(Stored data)
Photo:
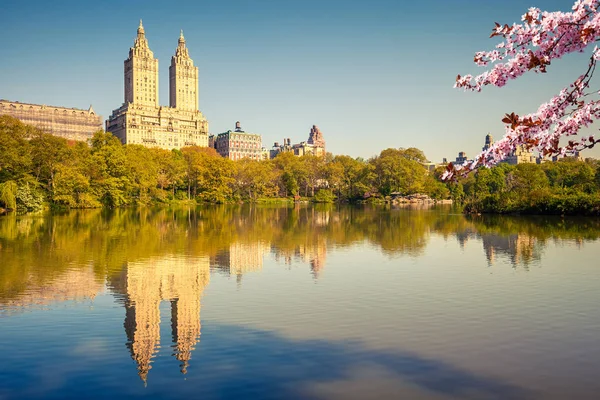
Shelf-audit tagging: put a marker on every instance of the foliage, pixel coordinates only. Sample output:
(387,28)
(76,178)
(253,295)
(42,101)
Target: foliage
(8,194)
(38,168)
(531,46)
(565,187)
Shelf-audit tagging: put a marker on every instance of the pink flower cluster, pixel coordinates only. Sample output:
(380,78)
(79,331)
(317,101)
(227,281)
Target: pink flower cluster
(531,45)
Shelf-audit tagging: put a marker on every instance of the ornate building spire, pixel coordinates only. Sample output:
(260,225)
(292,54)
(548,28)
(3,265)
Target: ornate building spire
(183,79)
(181,53)
(140,41)
(141,72)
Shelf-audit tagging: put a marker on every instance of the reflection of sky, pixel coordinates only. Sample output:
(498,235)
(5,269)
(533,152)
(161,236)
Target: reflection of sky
(439,324)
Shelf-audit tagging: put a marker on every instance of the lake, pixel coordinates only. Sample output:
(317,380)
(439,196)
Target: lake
(286,302)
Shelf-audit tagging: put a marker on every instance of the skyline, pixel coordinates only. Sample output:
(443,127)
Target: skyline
(370,77)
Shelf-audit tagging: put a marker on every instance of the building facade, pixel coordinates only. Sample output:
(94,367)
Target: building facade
(521,155)
(141,120)
(69,123)
(314,145)
(238,144)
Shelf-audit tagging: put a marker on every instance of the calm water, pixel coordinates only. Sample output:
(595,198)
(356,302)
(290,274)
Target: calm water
(301,302)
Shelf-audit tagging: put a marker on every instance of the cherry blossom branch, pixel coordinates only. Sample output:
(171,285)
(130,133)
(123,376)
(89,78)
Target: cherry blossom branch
(543,36)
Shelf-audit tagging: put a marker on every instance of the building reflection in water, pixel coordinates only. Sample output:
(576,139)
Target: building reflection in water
(520,248)
(240,258)
(315,254)
(144,284)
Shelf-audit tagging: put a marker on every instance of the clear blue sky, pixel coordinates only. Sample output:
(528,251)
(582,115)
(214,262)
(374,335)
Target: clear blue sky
(371,74)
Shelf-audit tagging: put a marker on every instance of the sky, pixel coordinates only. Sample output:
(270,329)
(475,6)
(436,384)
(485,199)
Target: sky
(370,74)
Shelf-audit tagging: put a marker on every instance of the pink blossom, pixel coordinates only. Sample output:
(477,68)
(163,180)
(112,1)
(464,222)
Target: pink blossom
(531,46)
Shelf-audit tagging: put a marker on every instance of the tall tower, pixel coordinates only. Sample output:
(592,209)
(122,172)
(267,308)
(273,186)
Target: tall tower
(141,73)
(183,79)
(489,141)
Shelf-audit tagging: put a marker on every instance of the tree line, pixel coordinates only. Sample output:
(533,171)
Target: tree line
(566,187)
(37,168)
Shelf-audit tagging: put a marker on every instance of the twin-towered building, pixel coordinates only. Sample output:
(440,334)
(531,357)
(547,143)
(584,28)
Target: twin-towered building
(141,120)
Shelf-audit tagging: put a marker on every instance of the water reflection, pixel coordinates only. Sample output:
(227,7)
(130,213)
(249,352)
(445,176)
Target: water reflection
(144,284)
(37,250)
(151,260)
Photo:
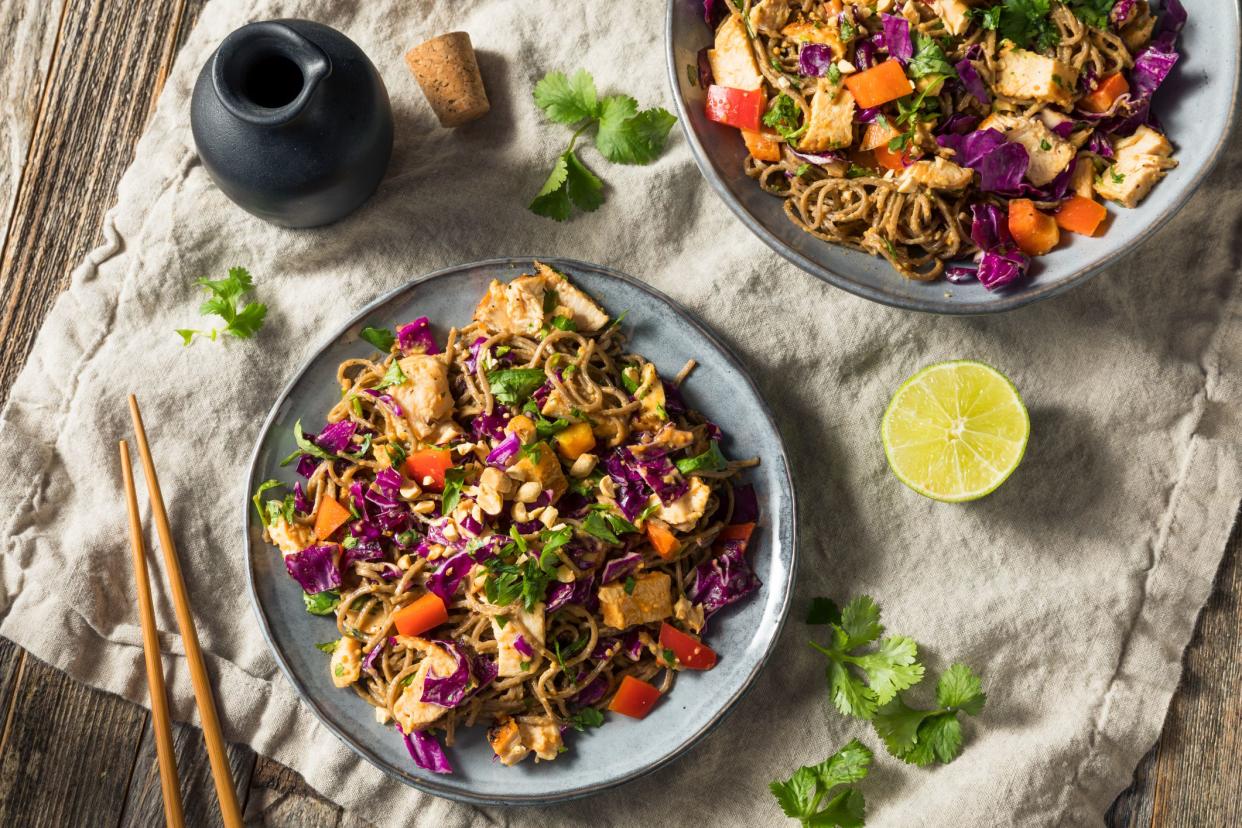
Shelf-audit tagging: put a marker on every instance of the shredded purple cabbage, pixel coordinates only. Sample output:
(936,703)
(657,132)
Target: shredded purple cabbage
(620,567)
(969,77)
(426,751)
(814,60)
(723,580)
(472,673)
(416,338)
(335,436)
(897,37)
(314,567)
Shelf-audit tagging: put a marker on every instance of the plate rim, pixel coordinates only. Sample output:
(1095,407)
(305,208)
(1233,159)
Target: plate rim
(431,786)
(935,306)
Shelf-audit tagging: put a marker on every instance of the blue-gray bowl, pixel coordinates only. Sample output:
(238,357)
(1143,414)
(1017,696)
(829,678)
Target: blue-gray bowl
(622,749)
(1196,106)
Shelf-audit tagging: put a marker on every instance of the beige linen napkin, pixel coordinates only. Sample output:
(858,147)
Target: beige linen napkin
(1073,590)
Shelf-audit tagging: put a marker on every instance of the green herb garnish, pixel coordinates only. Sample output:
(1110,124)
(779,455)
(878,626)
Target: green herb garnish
(622,134)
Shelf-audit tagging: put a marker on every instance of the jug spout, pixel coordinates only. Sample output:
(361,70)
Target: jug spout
(265,73)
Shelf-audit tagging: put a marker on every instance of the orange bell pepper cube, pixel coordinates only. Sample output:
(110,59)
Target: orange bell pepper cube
(425,613)
(761,145)
(662,538)
(1106,93)
(740,108)
(635,698)
(879,85)
(329,518)
(737,531)
(1035,232)
(1079,215)
(429,463)
(689,651)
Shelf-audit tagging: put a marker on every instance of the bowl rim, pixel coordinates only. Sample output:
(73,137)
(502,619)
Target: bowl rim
(431,785)
(934,306)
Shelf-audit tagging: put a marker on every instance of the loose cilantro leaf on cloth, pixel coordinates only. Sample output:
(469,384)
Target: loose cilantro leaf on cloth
(925,736)
(226,293)
(801,795)
(511,386)
(1027,24)
(566,99)
(622,134)
(381,338)
(786,118)
(884,672)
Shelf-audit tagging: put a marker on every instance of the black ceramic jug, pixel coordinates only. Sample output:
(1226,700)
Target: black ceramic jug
(292,122)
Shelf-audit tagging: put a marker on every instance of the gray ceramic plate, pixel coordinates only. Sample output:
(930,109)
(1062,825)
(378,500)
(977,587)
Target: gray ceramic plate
(624,749)
(1196,106)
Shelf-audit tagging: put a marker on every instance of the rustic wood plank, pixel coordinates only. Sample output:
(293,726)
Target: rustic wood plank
(1192,777)
(144,806)
(27,39)
(82,143)
(280,797)
(67,751)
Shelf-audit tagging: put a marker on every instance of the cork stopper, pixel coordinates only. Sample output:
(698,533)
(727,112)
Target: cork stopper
(446,70)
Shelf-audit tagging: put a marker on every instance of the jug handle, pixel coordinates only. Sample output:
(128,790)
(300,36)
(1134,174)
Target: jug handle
(239,51)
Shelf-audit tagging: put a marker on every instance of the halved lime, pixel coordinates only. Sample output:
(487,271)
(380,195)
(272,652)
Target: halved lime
(955,431)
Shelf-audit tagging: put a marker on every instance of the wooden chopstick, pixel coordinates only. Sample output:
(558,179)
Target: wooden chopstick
(203,697)
(168,778)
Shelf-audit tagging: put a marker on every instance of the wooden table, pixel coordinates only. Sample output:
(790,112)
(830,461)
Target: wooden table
(85,76)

(Given task) Exactly reproduce the lines beginning with the one that contains "jug handle, pixel" and ending with the last line of the material, both included. Leave out everything else.

(Result of this exercise)
Shelf-audit tagging: put a marker on every instance of the jug handle, pixel coordinates only. Sample output:
(128,790)
(300,36)
(1134,174)
Target: jug handle
(239,51)
Shelf-audit tagging: put a marker on every instance of the halved lime, pixel coordinates only. Sample output:
(487,271)
(380,195)
(272,652)
Target: halved lime
(955,431)
Shelf-audit tagging: put a marker on every instance of the wooden chopstick, pixel coordinates only. Sample output:
(558,179)
Target: wooden chopstick
(203,697)
(168,778)
Shelf-audit tagging: put a marker on every instance of the wooden table, pixel coordinates only. Sample output:
(790,112)
(830,461)
Target: wooden table
(85,76)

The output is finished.